◆ YOUR OBJECTIVE: Please return the listing exactly as written, but without its pictures.

◆ DATASET RECORDS:
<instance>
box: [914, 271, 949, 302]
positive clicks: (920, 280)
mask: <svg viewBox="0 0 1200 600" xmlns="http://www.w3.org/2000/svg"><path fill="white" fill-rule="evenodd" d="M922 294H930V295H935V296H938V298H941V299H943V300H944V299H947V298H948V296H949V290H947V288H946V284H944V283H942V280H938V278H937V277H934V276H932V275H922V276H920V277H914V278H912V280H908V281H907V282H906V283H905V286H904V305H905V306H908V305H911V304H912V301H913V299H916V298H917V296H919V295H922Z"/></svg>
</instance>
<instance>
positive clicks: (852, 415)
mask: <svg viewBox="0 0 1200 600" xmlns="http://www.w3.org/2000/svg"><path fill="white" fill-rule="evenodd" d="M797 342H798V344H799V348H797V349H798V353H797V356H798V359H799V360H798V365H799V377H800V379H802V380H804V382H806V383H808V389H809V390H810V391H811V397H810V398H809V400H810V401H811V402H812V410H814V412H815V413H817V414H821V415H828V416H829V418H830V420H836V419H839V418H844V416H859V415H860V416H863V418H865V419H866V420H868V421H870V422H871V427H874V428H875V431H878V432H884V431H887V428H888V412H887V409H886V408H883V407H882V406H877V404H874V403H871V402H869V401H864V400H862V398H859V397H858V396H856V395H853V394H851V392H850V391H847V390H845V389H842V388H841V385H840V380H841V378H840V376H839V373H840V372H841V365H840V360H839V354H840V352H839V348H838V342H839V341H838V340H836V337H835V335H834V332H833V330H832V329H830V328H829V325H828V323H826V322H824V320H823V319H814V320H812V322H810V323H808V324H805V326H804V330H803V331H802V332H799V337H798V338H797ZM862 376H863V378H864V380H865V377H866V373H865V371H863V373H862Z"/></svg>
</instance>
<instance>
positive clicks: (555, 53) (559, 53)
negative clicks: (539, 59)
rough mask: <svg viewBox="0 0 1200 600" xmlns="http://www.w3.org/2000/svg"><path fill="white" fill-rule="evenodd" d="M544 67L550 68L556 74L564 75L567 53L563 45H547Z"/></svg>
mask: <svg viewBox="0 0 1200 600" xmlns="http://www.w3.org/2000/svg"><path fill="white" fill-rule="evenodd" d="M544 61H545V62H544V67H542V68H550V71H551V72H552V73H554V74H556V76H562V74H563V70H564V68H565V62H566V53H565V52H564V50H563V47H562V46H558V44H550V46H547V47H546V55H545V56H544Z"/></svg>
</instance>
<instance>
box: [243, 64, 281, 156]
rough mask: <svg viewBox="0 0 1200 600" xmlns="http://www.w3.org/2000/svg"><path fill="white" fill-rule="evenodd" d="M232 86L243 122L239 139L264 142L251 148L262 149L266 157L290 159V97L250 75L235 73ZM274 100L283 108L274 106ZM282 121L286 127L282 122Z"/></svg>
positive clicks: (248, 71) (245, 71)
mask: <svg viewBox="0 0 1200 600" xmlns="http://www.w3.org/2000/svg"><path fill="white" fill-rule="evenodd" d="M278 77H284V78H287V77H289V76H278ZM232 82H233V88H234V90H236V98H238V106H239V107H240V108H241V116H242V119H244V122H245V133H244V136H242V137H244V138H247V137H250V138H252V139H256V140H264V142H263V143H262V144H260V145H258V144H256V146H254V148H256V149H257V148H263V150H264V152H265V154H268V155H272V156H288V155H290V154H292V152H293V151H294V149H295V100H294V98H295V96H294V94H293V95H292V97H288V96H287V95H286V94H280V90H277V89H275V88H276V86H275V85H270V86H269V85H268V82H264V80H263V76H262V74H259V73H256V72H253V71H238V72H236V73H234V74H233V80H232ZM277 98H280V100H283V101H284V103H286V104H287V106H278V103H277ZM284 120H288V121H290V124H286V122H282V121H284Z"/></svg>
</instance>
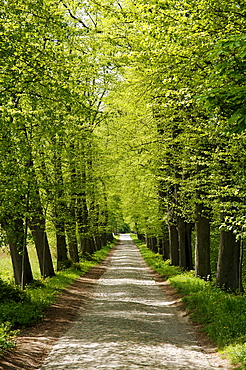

◆ EXERCISE RESULT:
<instance>
box: [914, 271, 949, 302]
positive clicks: (920, 280)
mask: <svg viewBox="0 0 1200 600" xmlns="http://www.w3.org/2000/svg"><path fill="white" fill-rule="evenodd" d="M922 294H930V295H935V296H938V298H941V299H943V300H944V299H947V298H948V296H949V290H947V288H946V284H944V283H942V280H938V278H937V277H934V276H932V275H922V276H920V277H914V278H912V280H908V281H907V282H906V283H905V286H904V305H905V306H908V305H911V304H912V301H913V299H916V298H917V296H919V295H922Z"/></svg>
</instance>
<instance>
positive clicks: (852, 415)
mask: <svg viewBox="0 0 1200 600" xmlns="http://www.w3.org/2000/svg"><path fill="white" fill-rule="evenodd" d="M797 342H798V344H799V348H797V349H798V353H797V356H798V359H799V360H798V365H799V377H800V379H802V380H804V382H806V383H808V389H809V390H810V391H811V397H810V398H809V400H810V401H811V402H812V410H814V412H815V413H817V414H821V415H828V416H829V418H830V420H836V419H839V418H844V416H859V415H860V416H863V418H865V419H866V420H868V421H870V422H871V427H874V428H875V431H878V432H884V431H887V428H888V412H887V409H886V408H883V407H882V406H877V404H874V403H871V402H869V401H864V400H862V398H859V397H858V396H856V395H853V394H851V392H850V391H847V390H845V389H842V388H841V385H840V380H841V378H840V376H839V373H840V372H841V365H840V360H839V354H840V352H839V348H838V342H839V341H838V340H836V337H835V335H834V332H833V330H832V329H830V328H829V325H828V323H826V322H824V320H823V319H814V320H812V322H810V323H808V324H805V326H804V330H803V331H802V332H799V337H798V338H797ZM862 376H863V378H864V380H865V377H866V373H865V371H863V373H862Z"/></svg>
</instance>
<instance>
positive clicks: (555, 53) (559, 53)
negative clicks: (539, 59)
rough mask: <svg viewBox="0 0 1200 600" xmlns="http://www.w3.org/2000/svg"><path fill="white" fill-rule="evenodd" d="M544 67L550 68L556 74L564 75L567 53L563 45H547Z"/></svg>
mask: <svg viewBox="0 0 1200 600" xmlns="http://www.w3.org/2000/svg"><path fill="white" fill-rule="evenodd" d="M544 61H545V62H544V67H542V68H550V71H551V72H552V73H554V74H556V76H562V74H563V70H564V68H565V62H566V53H565V52H564V50H563V47H562V46H558V44H550V46H547V47H546V55H545V56H544Z"/></svg>
</instance>
<instance>
box: [243, 64, 281, 156]
rough mask: <svg viewBox="0 0 1200 600" xmlns="http://www.w3.org/2000/svg"><path fill="white" fill-rule="evenodd" d="M232 86L243 122L239 139L264 142L251 148L262 149L266 157L290 159V97L250 75L235 73ZM274 100L283 108L274 106ZM282 121L286 127L282 122Z"/></svg>
positive clicks: (248, 71) (245, 71)
mask: <svg viewBox="0 0 1200 600" xmlns="http://www.w3.org/2000/svg"><path fill="white" fill-rule="evenodd" d="M278 77H284V78H287V77H289V76H278ZM232 82H233V88H234V90H236V98H238V106H239V107H240V108H241V116H242V119H244V122H245V133H244V136H242V137H244V138H247V137H250V138H252V139H256V140H264V142H263V143H262V144H260V145H258V144H256V146H254V148H256V149H257V148H263V150H264V152H265V154H268V155H272V156H288V155H290V154H292V152H293V151H294V149H295V100H294V98H295V96H294V94H293V95H292V97H288V96H287V95H286V94H280V90H277V89H275V88H276V86H275V85H270V86H269V85H268V82H264V80H263V76H262V74H259V73H256V72H253V71H238V72H236V73H234V74H233V80H232ZM277 98H280V100H283V101H284V103H286V104H287V106H278V103H277ZM284 120H288V121H290V124H286V122H282V121H284Z"/></svg>
</instance>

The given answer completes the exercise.